◆ PROBLEM DETAILS
Could you return the listing below exactly, with every line intact?

◆ RECORDS FOR THIS TASK

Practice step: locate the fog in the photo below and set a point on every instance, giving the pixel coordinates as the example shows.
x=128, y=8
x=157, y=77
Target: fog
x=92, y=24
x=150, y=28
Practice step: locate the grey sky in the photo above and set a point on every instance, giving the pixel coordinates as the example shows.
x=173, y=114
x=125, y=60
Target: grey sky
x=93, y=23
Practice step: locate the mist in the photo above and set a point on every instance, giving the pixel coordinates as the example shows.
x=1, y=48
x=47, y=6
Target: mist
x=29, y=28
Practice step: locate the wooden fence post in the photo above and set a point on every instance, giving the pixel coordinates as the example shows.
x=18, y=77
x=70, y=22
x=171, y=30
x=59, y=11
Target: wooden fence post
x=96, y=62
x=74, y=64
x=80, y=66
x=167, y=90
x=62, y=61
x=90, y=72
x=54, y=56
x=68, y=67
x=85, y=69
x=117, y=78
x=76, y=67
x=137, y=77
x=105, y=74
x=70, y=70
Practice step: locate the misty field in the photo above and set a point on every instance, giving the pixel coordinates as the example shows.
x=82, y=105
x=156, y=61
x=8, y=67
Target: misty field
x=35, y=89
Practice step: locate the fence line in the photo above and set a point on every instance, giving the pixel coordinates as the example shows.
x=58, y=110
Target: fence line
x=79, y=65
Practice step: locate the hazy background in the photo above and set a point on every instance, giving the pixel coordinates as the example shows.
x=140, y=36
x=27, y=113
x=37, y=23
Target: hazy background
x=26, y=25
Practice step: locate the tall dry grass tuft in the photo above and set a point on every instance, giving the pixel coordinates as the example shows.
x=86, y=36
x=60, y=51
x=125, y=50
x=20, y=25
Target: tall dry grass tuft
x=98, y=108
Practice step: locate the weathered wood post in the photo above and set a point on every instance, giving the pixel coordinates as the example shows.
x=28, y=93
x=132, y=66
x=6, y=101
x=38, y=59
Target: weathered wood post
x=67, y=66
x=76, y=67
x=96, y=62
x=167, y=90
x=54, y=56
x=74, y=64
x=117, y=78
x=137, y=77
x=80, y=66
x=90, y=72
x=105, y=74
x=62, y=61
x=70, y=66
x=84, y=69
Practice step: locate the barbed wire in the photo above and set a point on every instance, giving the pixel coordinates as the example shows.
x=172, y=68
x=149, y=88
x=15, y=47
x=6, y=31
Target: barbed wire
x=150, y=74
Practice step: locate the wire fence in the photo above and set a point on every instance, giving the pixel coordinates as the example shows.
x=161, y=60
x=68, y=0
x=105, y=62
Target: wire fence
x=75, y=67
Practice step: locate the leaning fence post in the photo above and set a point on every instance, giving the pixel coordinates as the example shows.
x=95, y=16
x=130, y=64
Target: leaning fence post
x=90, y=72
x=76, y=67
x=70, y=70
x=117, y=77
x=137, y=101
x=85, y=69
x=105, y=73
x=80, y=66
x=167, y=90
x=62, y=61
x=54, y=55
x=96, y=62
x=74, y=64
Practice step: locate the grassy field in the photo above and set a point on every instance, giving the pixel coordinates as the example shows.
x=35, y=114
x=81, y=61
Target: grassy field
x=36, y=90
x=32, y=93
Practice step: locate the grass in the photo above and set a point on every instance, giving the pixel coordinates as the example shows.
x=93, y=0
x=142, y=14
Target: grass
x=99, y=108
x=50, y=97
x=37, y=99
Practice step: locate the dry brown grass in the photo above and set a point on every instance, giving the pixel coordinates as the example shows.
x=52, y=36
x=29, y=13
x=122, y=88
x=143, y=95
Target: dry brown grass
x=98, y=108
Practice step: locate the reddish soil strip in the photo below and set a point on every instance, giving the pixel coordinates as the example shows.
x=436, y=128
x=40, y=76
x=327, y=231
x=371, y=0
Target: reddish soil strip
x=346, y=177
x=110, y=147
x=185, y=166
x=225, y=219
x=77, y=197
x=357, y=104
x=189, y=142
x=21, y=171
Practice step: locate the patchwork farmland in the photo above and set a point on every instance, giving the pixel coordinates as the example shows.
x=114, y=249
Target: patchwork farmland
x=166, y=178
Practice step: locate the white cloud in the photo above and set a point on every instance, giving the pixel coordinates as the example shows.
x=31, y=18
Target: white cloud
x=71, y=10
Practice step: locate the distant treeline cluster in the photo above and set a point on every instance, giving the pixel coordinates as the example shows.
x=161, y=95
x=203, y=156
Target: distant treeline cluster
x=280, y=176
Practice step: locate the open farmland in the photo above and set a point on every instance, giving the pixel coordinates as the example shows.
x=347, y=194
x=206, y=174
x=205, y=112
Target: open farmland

◆ TASK RESULT
Practice step: locate the fog in the photo below and set a point on every instance, giving the pixel coordinates as the example shows.
x=128, y=8
x=157, y=77
Target: fog
x=92, y=24
x=150, y=28
Practice step: locate the grey sky in the photo above and set a point on every instance, giving the pixel coordinates as the example shows.
x=173, y=114
x=125, y=60
Target: grey sky
x=93, y=23
Practice step: locate the mist in the photo above and set a point on every instance, giving the pixel coordinates as the example shows.
x=1, y=48
x=47, y=6
Target: mist
x=29, y=28
Practice step: locate the wooden fence post in the photo above and set a point on every instance, giving the pixel coordinates as the example shows.
x=18, y=77
x=70, y=22
x=171, y=30
x=59, y=11
Target: wooden fence post
x=96, y=62
x=74, y=64
x=80, y=66
x=167, y=90
x=62, y=61
x=90, y=72
x=54, y=56
x=68, y=67
x=85, y=69
x=117, y=78
x=76, y=67
x=137, y=77
x=105, y=74
x=70, y=70
Practice step: locate the misty field in the photo above and set a point on every instance, giving the pixel coordinates as the example shows.
x=82, y=105
x=156, y=61
x=8, y=67
Target: misty field
x=35, y=89
Practice step: locate the fence line in the photo above and set a point on every instance, giving the pixel coordinates as the example shows.
x=58, y=110
Target: fence line
x=79, y=65
Practice step: locate the hazy background in the photo above and set a point on every instance, giving the pixel coordinates as the example shows.
x=140, y=36
x=27, y=113
x=37, y=23
Target: hazy background
x=26, y=25
Practice step: locate the tall dry grass tuft in the photo above and set a point on every instance, giving the pixel coordinates as the example shows.
x=86, y=36
x=60, y=51
x=125, y=50
x=20, y=25
Target: tall dry grass tuft
x=98, y=108
Practice step: locate the weathered wood post in the photo above and set a point on every instance, giving the pixel coordinates as the example shows.
x=28, y=93
x=132, y=66
x=6, y=101
x=38, y=59
Target: weathered wood post
x=67, y=66
x=76, y=67
x=96, y=62
x=167, y=90
x=54, y=56
x=74, y=64
x=117, y=78
x=137, y=77
x=80, y=66
x=90, y=72
x=105, y=74
x=62, y=61
x=70, y=66
x=84, y=69
Practice step: locate the barbed wire in the photo above and set a point on every instance, giving the pixel coordinates as the example shows.
x=172, y=68
x=149, y=88
x=15, y=47
x=6, y=31
Target: barbed wire
x=150, y=74
Practice step: locate the wire fence in the photo above and set a point on every instance, giving the pixel coordinates as the example shows.
x=161, y=60
x=68, y=0
x=105, y=62
Target: wire fence
x=75, y=67
Practice step: locate the leaning fence post in the photo above and set a point on every instance, giving the pixel coordinates as the example shows.
x=95, y=16
x=130, y=64
Target: leaning fence post
x=90, y=72
x=76, y=67
x=70, y=70
x=117, y=77
x=137, y=101
x=85, y=69
x=105, y=73
x=80, y=66
x=167, y=90
x=62, y=61
x=54, y=55
x=96, y=62
x=74, y=64
Practice step: locate the grassy field in the photo above and set a point on every instance, giving the pixel coordinates as the example shows.
x=35, y=114
x=81, y=61
Target: grassy field
x=36, y=90
x=32, y=93
Practice step: locate the grass in the photo above and set a point on every instance, giving the pixel coordinates as the example shows.
x=93, y=0
x=142, y=14
Target: grass
x=99, y=108
x=50, y=97
x=37, y=99
Practice step: locate the dry brown grass in the photo above and set a point on every instance, giving the pixel coordinates as the example shows.
x=52, y=36
x=29, y=13
x=122, y=88
x=143, y=95
Target: dry brown grass
x=98, y=108
Practice step: locate the reddish soil strip in the photo below and set a point on every instance, giving the pixel coordinates as the example shows.
x=436, y=128
x=40, y=76
x=327, y=231
x=371, y=0
Target: reddish soil strip
x=346, y=177
x=110, y=147
x=185, y=166
x=225, y=219
x=77, y=197
x=357, y=104
x=189, y=142
x=21, y=171
Practice step: locate the patchwork farmland in the photo above and set a point on every instance, giving the pixel coordinates as the example shows.
x=114, y=249
Target: patchwork farmland
x=166, y=178
Practice step: locate the white cloud in the photo above and set a point on every instance, giving the pixel coordinates as the example shows.
x=31, y=18
Target: white cloud
x=71, y=10
Practice step: locate the distant treeline cluster in the photo above and set a point on every instance, giving the pixel coordinates as the example shows.
x=161, y=95
x=203, y=156
Target: distant treeline cluster
x=280, y=176
Practice step: locate the open farmland in the photo above and set a point on every instance, giving the pixel coordinates as the example shows.
x=347, y=194
x=206, y=174
x=205, y=112
Target: open farmland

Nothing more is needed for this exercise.